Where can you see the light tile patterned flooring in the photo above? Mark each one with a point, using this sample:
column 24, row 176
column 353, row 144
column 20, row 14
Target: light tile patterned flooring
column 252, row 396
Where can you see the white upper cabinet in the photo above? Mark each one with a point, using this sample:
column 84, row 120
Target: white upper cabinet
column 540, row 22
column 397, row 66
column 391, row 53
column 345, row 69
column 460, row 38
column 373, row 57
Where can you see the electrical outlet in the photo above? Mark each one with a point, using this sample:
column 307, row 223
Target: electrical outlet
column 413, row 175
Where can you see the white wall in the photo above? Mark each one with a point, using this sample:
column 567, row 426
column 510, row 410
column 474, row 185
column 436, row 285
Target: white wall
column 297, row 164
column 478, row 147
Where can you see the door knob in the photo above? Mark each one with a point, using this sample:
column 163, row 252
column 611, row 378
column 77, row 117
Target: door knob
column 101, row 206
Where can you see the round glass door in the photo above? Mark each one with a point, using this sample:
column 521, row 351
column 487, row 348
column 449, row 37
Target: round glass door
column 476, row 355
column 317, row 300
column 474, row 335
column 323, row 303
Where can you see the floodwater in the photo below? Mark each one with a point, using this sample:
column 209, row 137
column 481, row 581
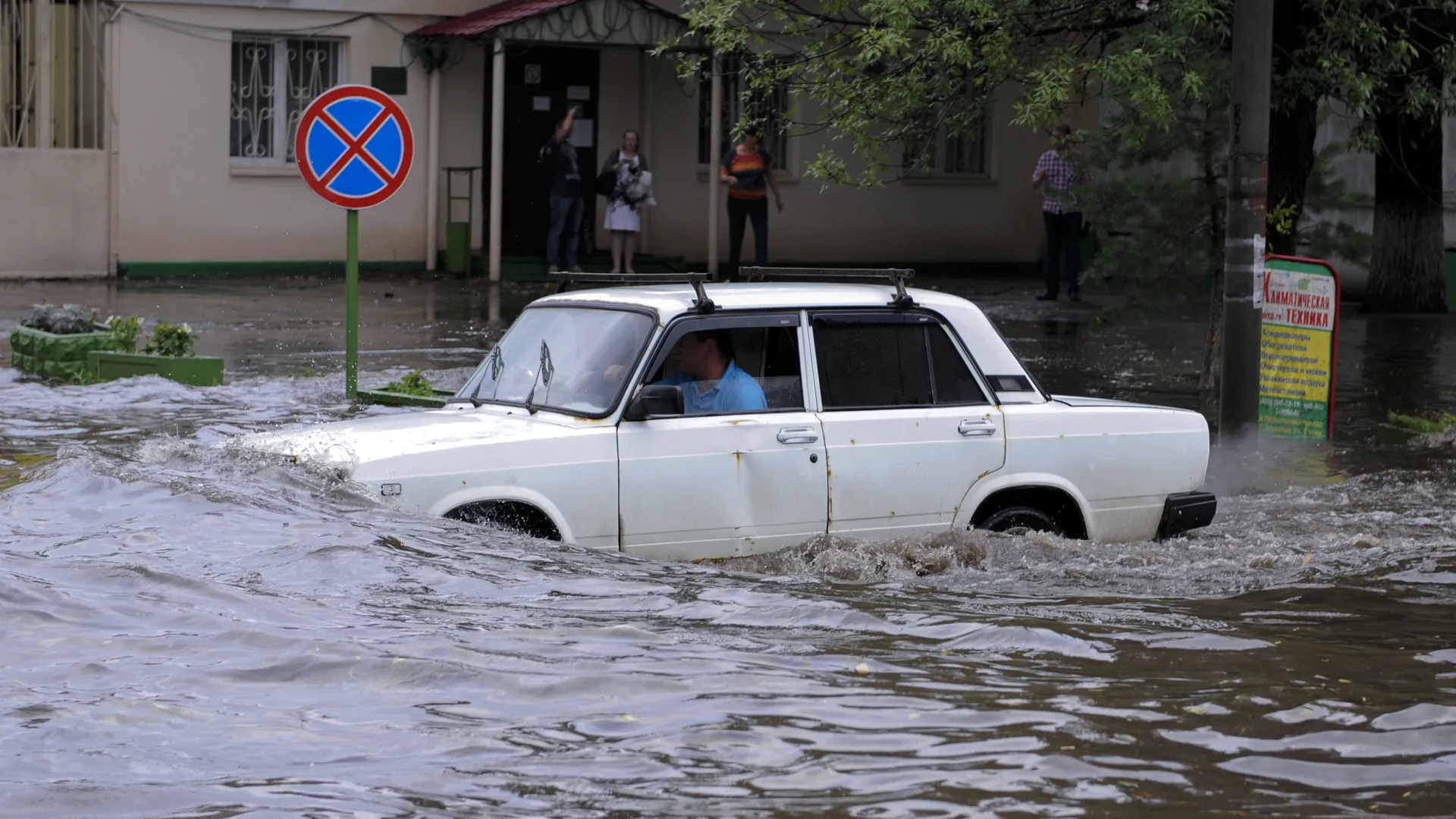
******************************
* TASK TO CARRY OUT *
Reproduce everything from the start of the data above down to the line containing "column 373, row 57", that line included, word for word.

* SOLUTION BELOW *
Where can you see the light tile patterned flooring in the photo above? Mark each one with a point, using this sample:
column 24, row 176
column 353, row 144
column 20, row 14
Target: light tile patterned flooring
column 252, row 396
Where can you see the white upper cabinet in the photo above? Mark each one with a point, using this sample:
column 84, row 120
Target: white upper cabinet
column 540, row 22
column 397, row 66
column 391, row 53
column 345, row 69
column 460, row 38
column 373, row 57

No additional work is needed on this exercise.